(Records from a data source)
* START *

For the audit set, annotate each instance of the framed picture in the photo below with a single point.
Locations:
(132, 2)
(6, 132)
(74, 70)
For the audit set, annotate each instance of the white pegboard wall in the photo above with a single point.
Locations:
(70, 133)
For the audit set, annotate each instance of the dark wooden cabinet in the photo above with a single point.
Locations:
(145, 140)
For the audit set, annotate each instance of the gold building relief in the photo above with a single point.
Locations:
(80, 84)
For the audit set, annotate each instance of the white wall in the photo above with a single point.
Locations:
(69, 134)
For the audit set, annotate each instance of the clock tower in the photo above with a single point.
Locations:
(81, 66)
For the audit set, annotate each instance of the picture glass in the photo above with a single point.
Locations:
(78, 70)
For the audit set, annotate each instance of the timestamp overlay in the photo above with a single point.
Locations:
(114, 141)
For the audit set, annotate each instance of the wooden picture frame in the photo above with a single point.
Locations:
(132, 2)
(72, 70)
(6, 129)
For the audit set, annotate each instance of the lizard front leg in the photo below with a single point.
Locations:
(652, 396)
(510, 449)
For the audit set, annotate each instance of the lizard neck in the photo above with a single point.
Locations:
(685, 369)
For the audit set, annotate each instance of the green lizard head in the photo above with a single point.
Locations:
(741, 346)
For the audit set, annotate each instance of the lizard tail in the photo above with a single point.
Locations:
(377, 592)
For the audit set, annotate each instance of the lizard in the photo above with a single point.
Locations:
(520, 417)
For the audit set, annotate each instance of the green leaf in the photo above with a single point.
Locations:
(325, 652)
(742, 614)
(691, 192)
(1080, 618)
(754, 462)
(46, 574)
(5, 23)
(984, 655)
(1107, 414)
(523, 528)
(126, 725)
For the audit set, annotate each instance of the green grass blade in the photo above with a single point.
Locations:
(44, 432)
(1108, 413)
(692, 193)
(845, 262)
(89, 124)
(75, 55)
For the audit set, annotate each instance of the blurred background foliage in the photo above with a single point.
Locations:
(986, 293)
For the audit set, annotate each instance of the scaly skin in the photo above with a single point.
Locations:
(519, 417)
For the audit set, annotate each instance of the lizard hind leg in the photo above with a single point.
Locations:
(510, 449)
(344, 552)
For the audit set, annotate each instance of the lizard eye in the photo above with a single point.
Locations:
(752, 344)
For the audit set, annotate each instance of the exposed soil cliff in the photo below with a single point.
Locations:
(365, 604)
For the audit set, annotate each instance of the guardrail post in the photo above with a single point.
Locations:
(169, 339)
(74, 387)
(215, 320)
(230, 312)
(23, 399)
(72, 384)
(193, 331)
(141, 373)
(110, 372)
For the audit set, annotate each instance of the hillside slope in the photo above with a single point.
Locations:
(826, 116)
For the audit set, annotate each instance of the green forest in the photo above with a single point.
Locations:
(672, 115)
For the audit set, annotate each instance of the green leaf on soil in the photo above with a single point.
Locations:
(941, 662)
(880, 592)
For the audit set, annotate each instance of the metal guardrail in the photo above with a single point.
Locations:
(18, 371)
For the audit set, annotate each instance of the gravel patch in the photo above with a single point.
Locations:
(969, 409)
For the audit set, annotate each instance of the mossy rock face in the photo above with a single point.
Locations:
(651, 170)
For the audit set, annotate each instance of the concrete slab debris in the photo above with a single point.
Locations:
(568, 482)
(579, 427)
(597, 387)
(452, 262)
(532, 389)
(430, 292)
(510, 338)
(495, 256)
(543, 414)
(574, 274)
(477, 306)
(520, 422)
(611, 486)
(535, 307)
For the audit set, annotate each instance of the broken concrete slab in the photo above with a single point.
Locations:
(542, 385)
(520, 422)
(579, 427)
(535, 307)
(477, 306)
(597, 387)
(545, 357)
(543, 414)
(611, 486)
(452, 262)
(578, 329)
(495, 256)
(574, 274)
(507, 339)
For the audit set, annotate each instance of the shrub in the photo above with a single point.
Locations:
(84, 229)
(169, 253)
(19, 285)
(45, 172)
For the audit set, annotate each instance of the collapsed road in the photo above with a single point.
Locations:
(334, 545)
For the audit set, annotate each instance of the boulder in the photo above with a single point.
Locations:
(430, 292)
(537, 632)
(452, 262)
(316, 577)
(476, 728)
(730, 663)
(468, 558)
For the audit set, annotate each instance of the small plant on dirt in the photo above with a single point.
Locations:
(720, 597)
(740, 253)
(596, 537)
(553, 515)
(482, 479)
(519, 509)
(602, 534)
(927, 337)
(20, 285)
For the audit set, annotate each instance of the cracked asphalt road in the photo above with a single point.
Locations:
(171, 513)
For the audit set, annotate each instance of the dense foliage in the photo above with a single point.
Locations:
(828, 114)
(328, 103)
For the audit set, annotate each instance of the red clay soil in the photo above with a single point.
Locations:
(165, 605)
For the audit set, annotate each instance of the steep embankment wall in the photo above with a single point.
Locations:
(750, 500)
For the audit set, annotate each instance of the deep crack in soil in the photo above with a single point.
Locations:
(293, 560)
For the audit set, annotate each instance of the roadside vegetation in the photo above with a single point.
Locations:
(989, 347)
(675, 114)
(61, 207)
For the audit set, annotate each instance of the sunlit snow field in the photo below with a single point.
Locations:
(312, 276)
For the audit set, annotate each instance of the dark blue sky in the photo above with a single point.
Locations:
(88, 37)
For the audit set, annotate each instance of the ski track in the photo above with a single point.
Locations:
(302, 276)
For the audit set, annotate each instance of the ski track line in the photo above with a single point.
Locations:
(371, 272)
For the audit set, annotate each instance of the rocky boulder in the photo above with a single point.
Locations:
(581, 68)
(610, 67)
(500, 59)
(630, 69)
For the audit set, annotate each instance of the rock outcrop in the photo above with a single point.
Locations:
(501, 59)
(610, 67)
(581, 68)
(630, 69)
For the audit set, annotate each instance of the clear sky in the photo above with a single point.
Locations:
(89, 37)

* END *

GOAL OF THE EXERCISE
Copy the data above exactly. Every line must be included.

FULL SOLUTION
For the audit set, annotate each instance of the framed picture in the photo below with a single point.
Locations:
(132, 2)
(6, 132)
(74, 70)
For the audit set, annotate each instance of the white pegboard wall in the photo above with a single point.
Locations:
(70, 133)
For the audit set, annotate each instance of the dark wooden cabinet in the photo above with a single point.
Locations:
(145, 140)
For the audit set, annotate each instance of the gold building relief in the photo above with a single point.
Locations:
(80, 84)
For the audit set, annotate each instance of the white wall in the photo above with a single point.
Locations:
(69, 134)
For the audit set, annotate each instance of the clock tower in the photo above with a single point.
Locations:
(81, 66)
For the audit set, annotate each instance of the picture glass in the photo above with a single point.
Locations:
(78, 70)
For the audit set, annotate each instance of the timestamp overlay in the photo above with a single point.
Locations:
(114, 141)
For the audit set, annotate each instance of the wooden picture frame in the photo above with a single point.
Locations:
(132, 2)
(72, 70)
(6, 129)
For the audit set, annotate each instance of the lizard front leg in the photo below with a single point.
Locations:
(652, 396)
(510, 449)
For the audit set, annotate each instance of the lizard neck in the photo above with a single point.
Locations:
(685, 369)
For the audit set, annotate each instance of the green lizard head in the photo above with a single point.
Locations:
(741, 346)
For the audit set, annotate each instance of the lizard tail in the photo above with a single point.
Locations:
(377, 592)
For the audit set, annotate each instance of the lizard in the photo above with a single point.
Locations:
(520, 417)
For the audit set, annotate each instance of the green leaf in the photo above with a single point.
Locations:
(325, 652)
(742, 614)
(691, 192)
(1080, 618)
(754, 462)
(46, 574)
(5, 23)
(984, 655)
(1107, 414)
(523, 528)
(126, 725)
For the audit set, annotate each instance of the green grass blade in the photo above with a single point.
Locations:
(44, 432)
(1108, 413)
(692, 193)
(845, 262)
(89, 124)
(75, 55)
For the audit set, annotate each instance of the blurred background foliage in the photo above with a single point.
Locations:
(986, 293)
For the audit set, annotate each instance of the scaly skin in the photo above with a single point.
Locations:
(519, 417)
For the audit set, annotate each instance of the lizard hind leg in the photo above with a single point.
Locations:
(510, 449)
(344, 552)
For the audit set, annotate each instance of the lizard eye in the photo above with a single point.
Locations:
(752, 344)
For the audit set, annotate each instance of the exposed soil cliff in the photo below with a single point.
Locations:
(365, 604)
For the audit set, annotate each instance of the guardrail post in the photo above with a single point.
Locations:
(169, 339)
(74, 387)
(215, 320)
(230, 312)
(23, 399)
(72, 384)
(193, 331)
(141, 373)
(110, 372)
For the audit set, annotate each instance of the hillside slope in the photo above with a single point.
Locations:
(826, 116)
For the audit set, annotate each instance of the green forest in the photo above with a single point.
Locations:
(672, 115)
For the audit set, annotate each instance of the green leaf on soil in the photo above with a single point.
Locations:
(941, 662)
(880, 592)
For the audit set, annotate each instance of the metal guardrail in the photo above with a single point.
Locations:
(18, 371)
For the audit set, annotate each instance of the gravel patch in the photo above with a single point.
Locations:
(969, 409)
For the audit set, annotate each instance of the mossy rock face in the photo above with a single point.
Locations:
(651, 170)
For the audit set, annotate each instance of the concrete slab debris in the photo above with a single point.
Locations:
(568, 482)
(579, 427)
(597, 387)
(452, 262)
(532, 389)
(430, 292)
(510, 338)
(495, 256)
(543, 414)
(574, 274)
(477, 306)
(520, 422)
(611, 486)
(535, 307)
For the audit set, annotate each instance of the broken concrete slab in the photo above with a single point.
Locations:
(542, 385)
(520, 422)
(579, 427)
(535, 307)
(477, 306)
(597, 387)
(545, 357)
(543, 414)
(611, 486)
(452, 262)
(578, 329)
(495, 256)
(574, 274)
(507, 339)
For the audit set, annotate each instance of the shrub in the photo above with a single point.
Locations:
(84, 229)
(169, 253)
(19, 285)
(45, 172)
For the audit set, annotate each instance of the collapsed road in the photo above with a single point.
Locations:
(334, 545)
For the audit set, annotate each instance of the boulder in the photo above with a single point.
Locations:
(430, 292)
(537, 632)
(452, 262)
(316, 577)
(476, 728)
(730, 663)
(468, 558)
For the audit set, annotate each instance of the small plant on dirt in the photo above with a single point.
Locations:
(720, 597)
(740, 253)
(596, 537)
(553, 515)
(482, 479)
(519, 509)
(602, 534)
(927, 337)
(20, 285)
For the audit set, annotate each instance of the cracked asphalt road in the photo above with a single point.
Locations:
(171, 513)
For the audit set, annotate each instance of the dense foliage in the photo above with a single point.
Locations:
(828, 114)
(328, 103)
For the audit set, annotate each instance of the red clay soil in the photo above with a single point.
Locations:
(165, 605)
For the audit set, annotate each instance of the steep embankment wall in the photo above with a single point.
Locations:
(750, 500)
For the audit set, annotate each instance of the deep crack in soil in the photo above with a single point.
Locations:
(293, 560)
For the audit set, annotate each instance of the roadside vegetation in the photo above with a single point.
Locations:
(989, 347)
(675, 114)
(61, 207)
For the audit set, annotate each instance of the sunlit snow field in the photo below with a single point.
Locations:
(312, 276)
For the audit set, annotate each instance of the dark blue sky in the photo above with a single point.
Locations:
(88, 37)
For the audit set, annotate each instance of the ski track in the photo above with a single point.
Locations:
(302, 276)
For the audit set, annotate each instance of the ski track line in the photo above with a single point.
Locations:
(371, 272)
For the audit set, annotate each instance of the rocky boulder in the photo above with a single point.
Locations:
(581, 68)
(610, 67)
(500, 59)
(630, 69)
For the audit set, annotate each instance of the rock outcrop in the photo above with a single point.
Locations:
(501, 59)
(610, 67)
(581, 68)
(630, 69)
For the audit set, annotate each instance of the clear sky in the photo above with a single point.
Locations:
(89, 37)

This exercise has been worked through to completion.